What is asked: Skip the pictures and extract all of the lines exactly as written.

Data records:
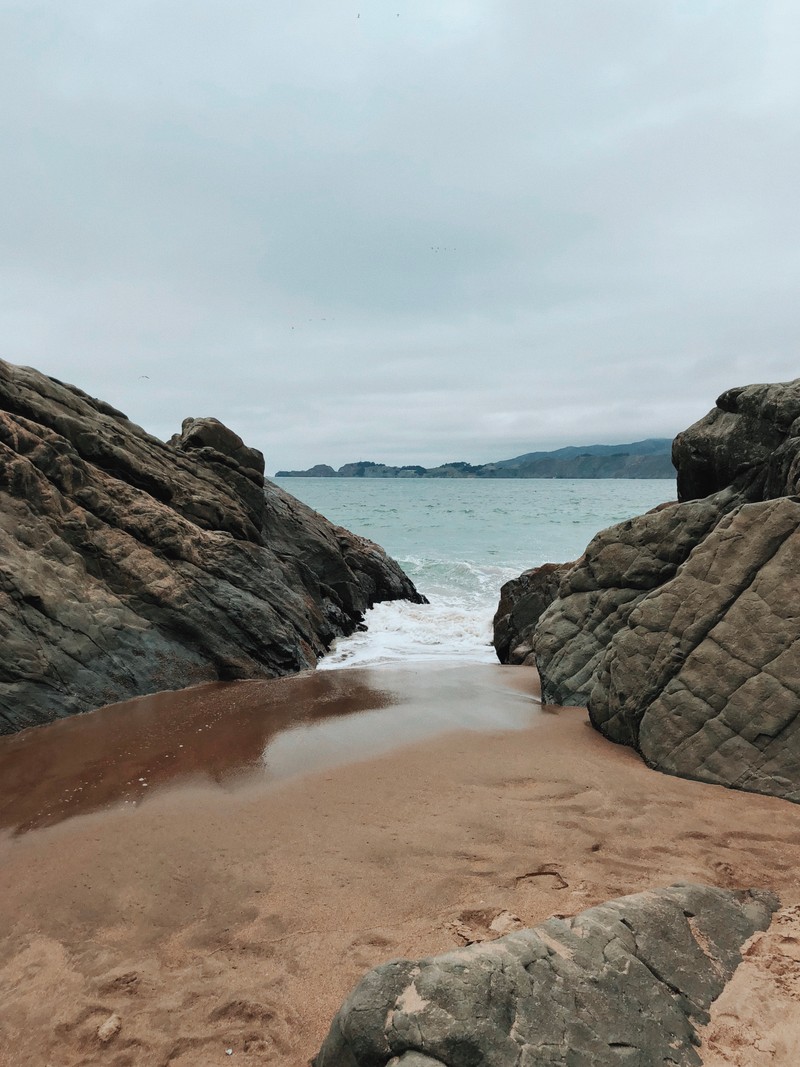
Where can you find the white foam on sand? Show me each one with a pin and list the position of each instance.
(446, 628)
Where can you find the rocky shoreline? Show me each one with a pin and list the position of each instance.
(130, 566)
(681, 630)
(197, 926)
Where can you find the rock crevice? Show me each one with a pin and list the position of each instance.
(129, 564)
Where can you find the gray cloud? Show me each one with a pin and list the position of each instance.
(462, 233)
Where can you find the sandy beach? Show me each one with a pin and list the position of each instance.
(200, 901)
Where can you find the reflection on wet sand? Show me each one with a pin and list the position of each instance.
(228, 732)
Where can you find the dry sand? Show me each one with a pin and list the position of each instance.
(235, 911)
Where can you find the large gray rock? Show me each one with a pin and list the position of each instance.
(129, 566)
(625, 983)
(523, 602)
(751, 438)
(704, 675)
(620, 567)
(681, 628)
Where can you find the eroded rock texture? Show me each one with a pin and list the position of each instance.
(628, 982)
(129, 566)
(680, 628)
(523, 601)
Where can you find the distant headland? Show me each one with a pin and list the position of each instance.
(642, 459)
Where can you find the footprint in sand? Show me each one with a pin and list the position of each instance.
(482, 924)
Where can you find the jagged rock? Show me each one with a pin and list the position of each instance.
(704, 675)
(523, 601)
(129, 566)
(621, 566)
(751, 436)
(627, 982)
(681, 628)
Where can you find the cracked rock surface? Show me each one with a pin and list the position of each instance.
(129, 564)
(624, 983)
(681, 628)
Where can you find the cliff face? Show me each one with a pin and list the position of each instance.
(129, 564)
(681, 628)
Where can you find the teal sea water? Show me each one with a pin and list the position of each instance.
(459, 541)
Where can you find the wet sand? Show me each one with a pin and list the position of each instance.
(235, 904)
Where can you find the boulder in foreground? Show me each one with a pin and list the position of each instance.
(627, 982)
(129, 564)
(681, 628)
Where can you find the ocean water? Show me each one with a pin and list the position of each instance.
(459, 541)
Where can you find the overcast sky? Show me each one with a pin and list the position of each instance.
(411, 231)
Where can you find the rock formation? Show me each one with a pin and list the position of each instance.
(627, 982)
(129, 566)
(681, 628)
(523, 601)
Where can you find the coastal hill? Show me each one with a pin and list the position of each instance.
(680, 628)
(642, 459)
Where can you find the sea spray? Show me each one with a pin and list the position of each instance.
(459, 541)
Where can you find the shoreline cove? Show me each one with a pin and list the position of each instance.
(216, 918)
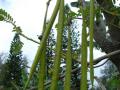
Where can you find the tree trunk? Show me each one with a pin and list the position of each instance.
(113, 42)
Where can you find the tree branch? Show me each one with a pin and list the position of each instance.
(96, 61)
(28, 38)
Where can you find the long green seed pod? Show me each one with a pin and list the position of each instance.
(43, 41)
(91, 40)
(42, 68)
(67, 83)
(84, 52)
(58, 48)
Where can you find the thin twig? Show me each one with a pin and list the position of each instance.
(28, 38)
(101, 64)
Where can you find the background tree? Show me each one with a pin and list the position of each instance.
(110, 77)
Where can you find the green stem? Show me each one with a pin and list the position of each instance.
(43, 41)
(91, 40)
(67, 83)
(84, 52)
(58, 48)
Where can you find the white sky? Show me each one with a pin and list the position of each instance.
(29, 15)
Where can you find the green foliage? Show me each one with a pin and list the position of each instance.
(84, 51)
(58, 47)
(110, 77)
(43, 41)
(4, 16)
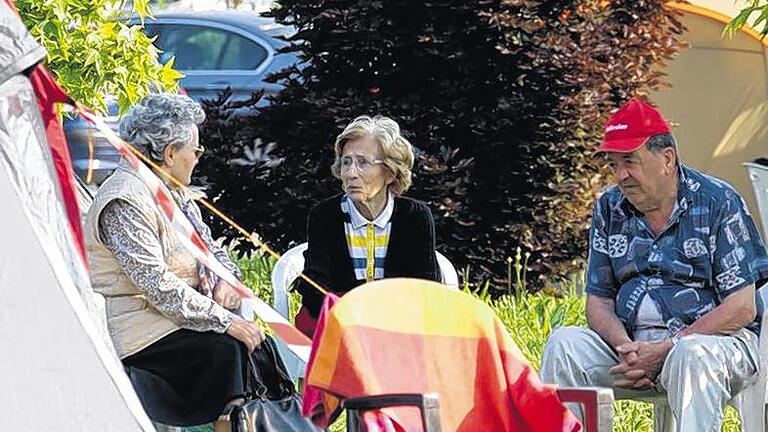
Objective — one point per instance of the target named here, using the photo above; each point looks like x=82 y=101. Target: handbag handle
x=270 y=368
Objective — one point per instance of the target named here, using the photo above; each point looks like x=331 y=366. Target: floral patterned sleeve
x=135 y=244
x=217 y=251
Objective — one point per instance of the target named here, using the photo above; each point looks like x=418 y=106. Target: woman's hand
x=246 y=332
x=226 y=296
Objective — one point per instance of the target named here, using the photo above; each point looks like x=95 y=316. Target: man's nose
x=621 y=173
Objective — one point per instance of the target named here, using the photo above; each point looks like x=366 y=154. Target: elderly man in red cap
x=673 y=263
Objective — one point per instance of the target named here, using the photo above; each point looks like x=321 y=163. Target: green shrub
x=93 y=54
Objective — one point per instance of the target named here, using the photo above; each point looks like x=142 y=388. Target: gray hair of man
x=160 y=120
x=658 y=143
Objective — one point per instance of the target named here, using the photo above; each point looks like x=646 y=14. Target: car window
x=195 y=47
x=242 y=53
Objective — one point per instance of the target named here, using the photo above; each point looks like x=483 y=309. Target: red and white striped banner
x=296 y=341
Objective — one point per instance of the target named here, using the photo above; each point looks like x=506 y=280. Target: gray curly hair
x=160 y=120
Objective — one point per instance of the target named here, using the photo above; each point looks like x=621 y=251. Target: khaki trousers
x=700 y=374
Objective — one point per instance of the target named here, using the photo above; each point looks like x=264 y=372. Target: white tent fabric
x=58 y=368
x=718 y=101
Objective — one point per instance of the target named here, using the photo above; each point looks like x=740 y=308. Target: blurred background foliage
x=504 y=100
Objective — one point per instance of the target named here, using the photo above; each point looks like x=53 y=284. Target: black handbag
x=271 y=402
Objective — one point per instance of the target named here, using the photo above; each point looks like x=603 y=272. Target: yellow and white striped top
x=367 y=240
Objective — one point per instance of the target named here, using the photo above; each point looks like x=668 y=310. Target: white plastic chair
x=750 y=402
x=289 y=266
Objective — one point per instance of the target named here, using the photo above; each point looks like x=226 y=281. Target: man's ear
x=670 y=158
x=169 y=154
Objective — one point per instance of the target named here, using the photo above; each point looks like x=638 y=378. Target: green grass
x=530 y=320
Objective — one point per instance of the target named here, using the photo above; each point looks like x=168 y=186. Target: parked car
x=221 y=49
x=214 y=50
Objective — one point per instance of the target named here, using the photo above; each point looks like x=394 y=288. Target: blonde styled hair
x=398 y=152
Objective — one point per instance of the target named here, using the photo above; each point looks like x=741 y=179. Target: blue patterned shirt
x=709 y=249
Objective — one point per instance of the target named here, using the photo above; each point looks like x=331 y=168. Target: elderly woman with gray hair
x=171 y=319
x=370 y=231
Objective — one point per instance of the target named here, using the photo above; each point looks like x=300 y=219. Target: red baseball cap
x=631 y=126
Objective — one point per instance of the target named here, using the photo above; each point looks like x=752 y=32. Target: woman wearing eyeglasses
x=170 y=318
x=370 y=231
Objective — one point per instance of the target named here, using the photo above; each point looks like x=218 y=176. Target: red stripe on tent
x=165 y=203
x=289 y=334
x=130 y=157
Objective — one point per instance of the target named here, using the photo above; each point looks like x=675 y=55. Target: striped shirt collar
x=358 y=220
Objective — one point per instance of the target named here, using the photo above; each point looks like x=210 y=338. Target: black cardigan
x=410 y=252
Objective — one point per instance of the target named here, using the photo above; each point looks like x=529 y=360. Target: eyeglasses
x=363 y=164
x=199 y=150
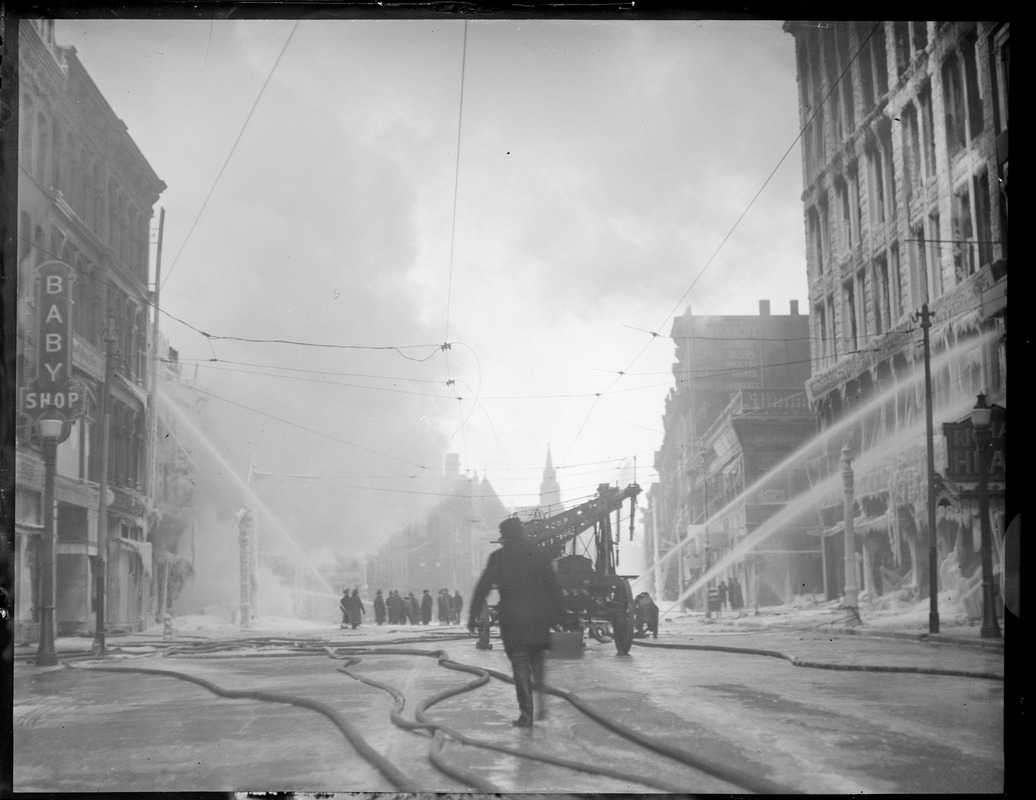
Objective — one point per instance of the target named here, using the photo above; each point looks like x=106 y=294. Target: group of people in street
x=399 y=609
x=351 y=607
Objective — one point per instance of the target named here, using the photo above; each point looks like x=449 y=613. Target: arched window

Finished exercise:
Where can you find the white foam on sand? Show me each one with a pin and list the position of each instance.
(446, 628)
Where can you find the rocky shoreline? Show me each one with a pin and list the position of each instance.
(130, 566)
(681, 630)
(197, 926)
Where can you find the rock crevice? Show me each one with a pin and list the position of each instance.
(129, 564)
Where can you find the gray cloud? Show me each one with a pin and list the position of each instance.
(462, 233)
Where can you find the sandy beach? Show me each one with a pin and list the position of each instance.
(200, 901)
Where can you find the reflection on wet sand? Show me each one with a pin and list the position of each instance.
(228, 732)
Where can you find the dry sand? Show me each one with a pin and list the position of each instance.
(235, 911)
Where can you find the large gray rock? Show me each one with a pin and list the position of each instance.
(129, 566)
(625, 983)
(523, 602)
(751, 438)
(704, 675)
(620, 567)
(681, 628)
Where can you find the eroded rock texture? Show me each one with a pin and list the position of each instance.
(628, 982)
(129, 566)
(680, 628)
(523, 601)
Where can you find the distant headland? Show me each one with a pin and list the position of each instance.
(642, 459)
Where can you find the footprint in sand? Show me each one with a pin and list the position of each instance.
(482, 924)
Where can you find the jagged rock? Show me each one with a pin and list the position of each instance.
(704, 675)
(523, 601)
(129, 566)
(621, 566)
(751, 436)
(627, 982)
(681, 628)
Where can you find the cracked rock surface? Show me each one with a pin and list the position of each instance.
(129, 564)
(624, 983)
(681, 628)
Where can you find the cliff face? Show me each one with a pin and list the position of each instance.
(129, 564)
(681, 628)
Where can you find the teal sea water? Show me each one with a pin and list the position of each instance.
(459, 541)
Where can you find the wet sand? Show me each one with a pin and list the position of each instance.
(235, 904)
Where can you find the boulder in foreground? Show me each one with a pin and list the position of each instance.
(627, 982)
(129, 564)
(681, 628)
Where can you find the ocean water? Show me each one with a pin and list the position of each instance.
(459, 541)
Where can you find the overcast sky? Show me each one with a pin and list the position of each instance.
(411, 231)
Where can you find the rock formation? Show me each one with a pin and list the position of each instance.
(627, 982)
(129, 566)
(681, 628)
(523, 601)
Where can you find the coastal hill? Show me each one with a pin and list the position of each instance.
(680, 628)
(642, 459)
Where can you find the sea spray? Show me each one with a pin and list the position of each instance.
(459, 541)
Where can you find the shoreline cove? Show me each one with a pin and list the position of each instance.
(216, 918)
Where can you find the tree trunk? Show me each one with a pin and list the position of each instance.
(113, 42)
Where can you find the tree branch? Show me each one with a pin and list the position of each instance.
(96, 61)
(28, 38)
Where can you find the long green seed pod? Show me each one with a pin and list the position of each instance.
(43, 41)
(91, 40)
(42, 68)
(67, 83)
(84, 52)
(58, 48)
Where can you find the thin twig? Show me each one with a pin and list the position of each instance.
(28, 38)
(101, 64)
Where can you find the background tree? Show me each one with a pin and list the position of each instance.
(110, 77)
Where can you find the green stem? Show me each one with a pin and list the position of each instance.
(43, 41)
(91, 40)
(67, 83)
(84, 52)
(58, 48)
Where can you find the white sky? Show me each one with a pin and list the position of each instance.
(29, 15)
Where can you find the green foliage? Show me each one with a pin and list the position of each instance.
(84, 51)
(58, 47)
(110, 77)
(43, 41)
(4, 16)
Objective — one point per instance of the target named here, using the photo above; each point looks like x=82 y=101. Target: handbag handle
x=270 y=368
Objective — one point per instance of the target named here, using the photo above; each point looks like x=331 y=366. Target: floral patterned sleeve
x=135 y=244
x=217 y=251
Objective — one point per instance of the target named here, using the photo above; each point looks like x=418 y=106. Target: woman's hand
x=246 y=332
x=226 y=296
Objective — one point per instance of the target named here, using the photo above; each point looks like x=95 y=316. Target: man's nose
x=621 y=173
Objective — one point per instance of the target named here, using the photo above; each point looks like x=366 y=154. Target: elderly man in red cap
x=673 y=263
Objective — one point per instance of the target named here, using the photo above; each point looks like x=321 y=163. Target: green shrub
x=93 y=54
Objective — one point per instance of the target named here, using the photo above; each point looks like x=142 y=388. Target: gray hair of man
x=160 y=120
x=658 y=143
Objective — one point per instance of the target named here, using the photo above; each point looks like x=646 y=14. Target: car window
x=195 y=47
x=242 y=53
Objective — one point per instance of the target named here, using the photo above; each point looks like x=483 y=309. Target: red and white striped banner
x=296 y=341
Objective — one point per instance of the target named here, using the photo above; each point looks like x=506 y=280. Target: gray curly hair
x=160 y=120
Objective — one point per instance of the target named here, using the photo above; each point looks like x=621 y=251. Target: khaki trousers
x=700 y=374
Objective — one point per instance of the target named here, using the photo above; each point looks like x=264 y=372. Target: white tent fabric
x=58 y=368
x=718 y=101
Objective — one point per instance of the target named here, using the photo above; each point looks like x=740 y=308. Target: blurred background foliage
x=504 y=100
Objective — one point per instance of the target named here, using the photo above; each point looks like x=53 y=284. Target: black handbag
x=271 y=402
Objective — one point per instance of the target named here, using the photo above; each point looks like x=603 y=272. Target: yellow and white striped top
x=367 y=240
Objective — one point per instance of the target named here, using the photo above; each point looks like x=668 y=310. Target: white plastic chair
x=750 y=402
x=289 y=266
Objective — one point per instance of the target named here, using the photo above; each point looks like x=226 y=281. Target: man's ear
x=670 y=158
x=169 y=154
Objective — one point per instance of the target named here, using the photo above; each point looks like x=638 y=378. Target: green grass
x=530 y=320
Objective — one point per instance of the target named here, using the photo above; each point looks like x=168 y=186. Target: parked car
x=221 y=49
x=214 y=50
Objective — one point per instance of the target named here, using the photo above; each point looks like x=394 y=288. Target: blonde styled hair
x=398 y=152
Objective — one point per instance of the target named here, using the photo above; each point looks like x=741 y=179. Target: blue patterned shirt
x=709 y=249
Objective — one point per instance of the target named here, using the photo above; each point looks like x=331 y=168. Target: elderly woman with gray hair
x=171 y=319
x=370 y=231
Objective — one point per instance of the target named here, using the photo above; each point looks like x=300 y=219. Target: red baseball cap
x=631 y=126
Objective — one point per instance of the target named here, using the photo above; each point looks like x=752 y=32. Target: woman wearing eyeglasses
x=170 y=318
x=370 y=231
Objective — one point per instance of the target named here, using the photo above; each point looks like x=218 y=176. Target: red stripe on tent
x=165 y=203
x=289 y=334
x=130 y=157
Objective — one point per instance of the target named here, using the photo above; each point looks like x=675 y=55. Target: striped shirt collar
x=358 y=220
Objective — one point per instance of the target named here, using the photo above; each point looks like x=210 y=338. Target: black cardigan
x=410 y=252
Objective — one point per instance of the target named here, using the photo above; each point looks like x=529 y=360. Target: eyeglasses
x=363 y=164
x=199 y=150
Objective — one point per instance of the target named here, using the photo above; each point looks like x=106 y=294. Target: group of people in street
x=399 y=609
x=351 y=607
Objective — one point per instance of the target named here, using the photo above; each point looks like x=449 y=613. Target: arched window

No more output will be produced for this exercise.